[Instructions to follow]
In full and unchanged, set down the entries that follow, with no images.

+++ Data for this exercise +++

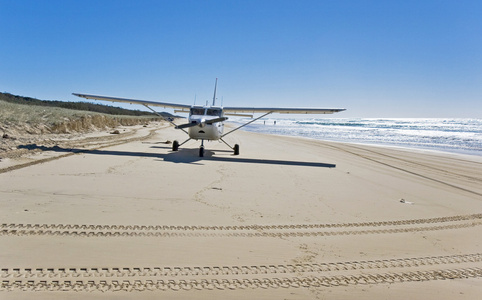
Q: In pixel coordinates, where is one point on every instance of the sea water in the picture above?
(449, 135)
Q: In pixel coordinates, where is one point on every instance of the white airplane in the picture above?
(207, 122)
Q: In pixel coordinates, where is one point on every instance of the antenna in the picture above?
(214, 97)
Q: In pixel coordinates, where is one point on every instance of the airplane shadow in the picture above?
(186, 156)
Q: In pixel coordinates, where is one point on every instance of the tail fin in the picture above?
(215, 87)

+++

[Solved problem]
Q: In pixel coordinates, where is one point on every instance of the sea water in the picture above?
(449, 135)
Q: In pixel coordinates, where is one point on every instance of the white airplane in the picture above?
(207, 122)
Q: In pixel coordinates, where is one point on every instance of the antenna in the picture above?
(214, 97)
Q: In pixel coordinates, where is one point on every instance of the airplane shadow in the picture above?
(186, 156)
Q: In pixel coordinates, where is one point on every instance of the tail fin in the picture above?
(215, 87)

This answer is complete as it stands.